WHAT TO DO:
1: In the P-61 forum thread, which aircraft did Al Jones fly as a test pilot at Boeing after the war?
2: Carry on the P-61 forum thread past its last post.

# P-61



## Violator (May 3, 2010)

Hi everyone -- I had the great pleasure yesterday of spending some time with Al Jones, a pilot with the 414th NFS. He scored one kill while flying a Beaufighter out of Italy, then scored two more flying P-61s while attached to the 422nd. As if that wasn’t exciting enough, Mr. Jones’ previous combat experience included 40 missions piloting a Wellington while assigned to the RCAF (and before that he was an instructor pilot on Harvards!). After the war he joined Boeing as a test pilot and flew the B-47, B-52, 707, 727, 737 and 747. He’s one of the nicest men I’ve ever met and was kind enough to sign the original drawing below, as well as prints for a couple of my friends.


----------



## Wildcat (May 3, 2010)

Awesome!


----------



## Thorlifter (May 3, 2010)

Very cool!


----------



## Wayne Little (May 3, 2010)

Sweet!


----------



## Erich (May 3, 2010)

T. Jones shot down a ground attack Fw 190F on the night of Oct. 21, 1944 and the very last kill for the the 422nd nfs on April 13, 1945 a Ju 52 most likely transferring supplies to the belegured front lines.

glad he is still with us ........

E ~ and by the way the upper turret was not fitted to 9th AF Widows, just as a friendly notice


----------



## Gnomey (May 3, 2010)

Very cool! Nice drawing too.


----------



## Violator (May 5, 2010)

Thanks everyone!

Erich, looks like we're talking about different pilots. Your reference is to 422nd NFS pilot Ted Jones. I was talking about Al Jones, 414th NFS (12th AF). Al told me his P-61 had the top turret, although it was locked in the forward position and he never carried a gunner. He said he could fire just the .50s, just the cannons, or all eight guns at once. He was part of the six-plane detachment sent to fly with the 422nd after the Battle of the Bulge started.

"Midnight Belle" belonged to the 6th NFS in the Pacific, and as far as I know those 61s all had the top turret.

Cheers!


----------



## Erich (May 6, 2010)

you're correct about Mr. Jones, my mistaae. Al is credited with 3 kills in the 414th and did you know there time with the 42nnd the scores of the 414th nfs were absorbed in the score overall with the 422nd nfs according to their combat history ? bizarre and then this was rectified later on. all PTO Widows had top turret it was to be ordered that all 9th AF Widows have their top turrets removed as they were extra weight aerodynamics were pulled back on when chasing LW nf's and ground attack duties using the extra weight was prohibitive when bombs, naphalm, and rockets were scheduled to be used.

PROVIDED DATA:

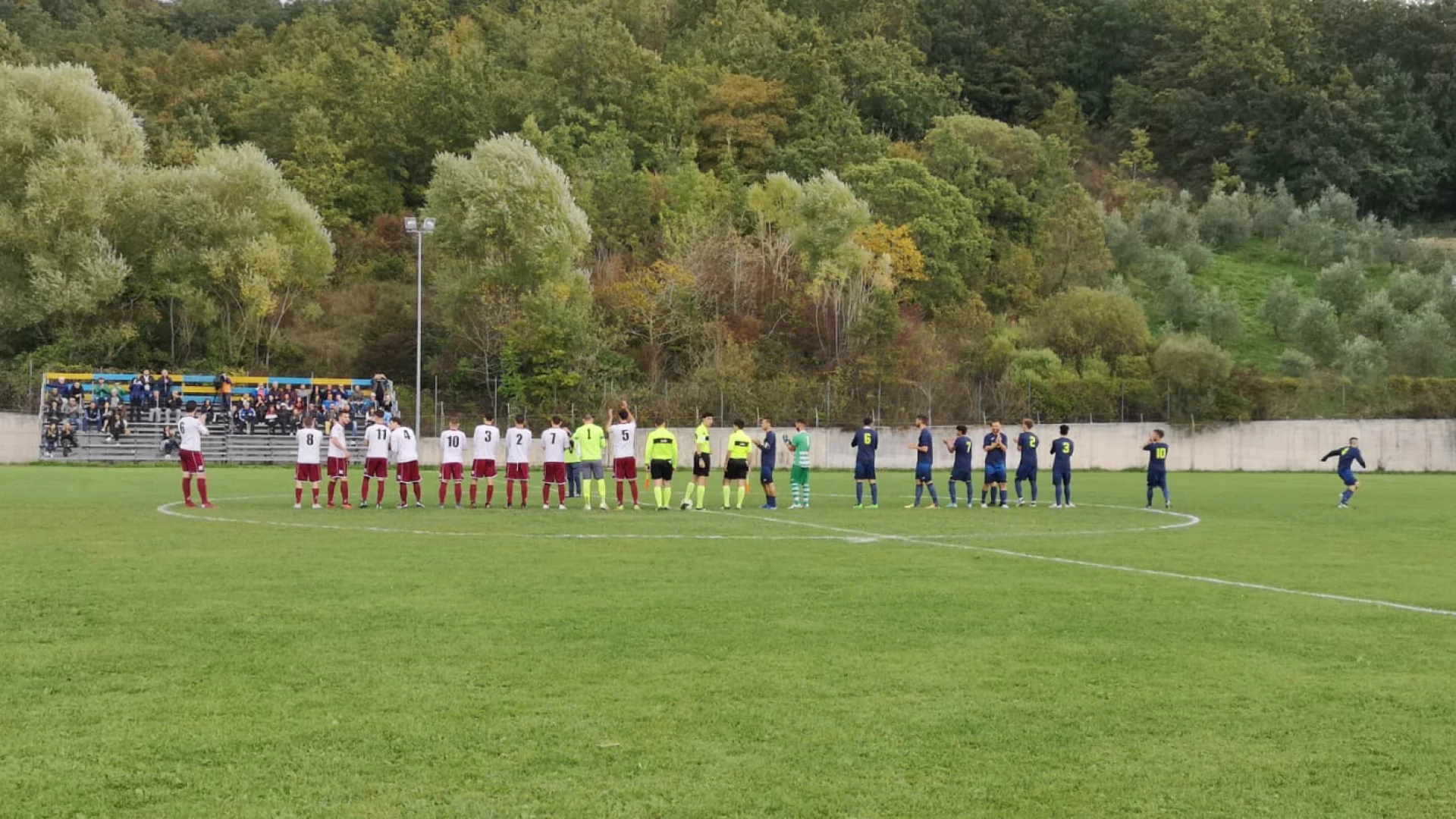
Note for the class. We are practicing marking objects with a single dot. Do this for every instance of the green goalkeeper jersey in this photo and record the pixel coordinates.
(801, 449)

ANSWERS GIVEN:
1: The B-47, B-52, 707, 727, 737 and 747.

2:
----------



## Johnny Signor (May 23, 2010)

There was also a problem with the top turrret if it was rotated during flight it would cuase buffeting that was suppossedly quite severe,so another reason to either keep it locked forward or removed altogether.


----------



## kecurroj (Jul 30, 2010)

I also was at the event at the Museum of Flight with Al Jones. As a board member of the Northwest Friends of the American Fighter Aces, who are based at the museum, we had a private signing session with Al, P-38 ace Art Jeffrey and P-51 ace Bud Anderson who were all at the symposium. We also went out to dinner with the pilots the night before. 

Al is a great guy and he was wearing his original flight jacket from WWII and it still fits him. The squadron patch is on the front and a painted P-61 on the back. 

As for the 4x50 cal. turret on the top of the P-61, some pilots would have them removed as the muzzle flash would blind them. I asked Al about this and he said he had no problem and that his plane still had the turret installed. Quite an awesome amount of fire power with all guns blazing and he said it would take apart targets quickly.


----------



## Night Fighter Nut (Aug 9, 2010)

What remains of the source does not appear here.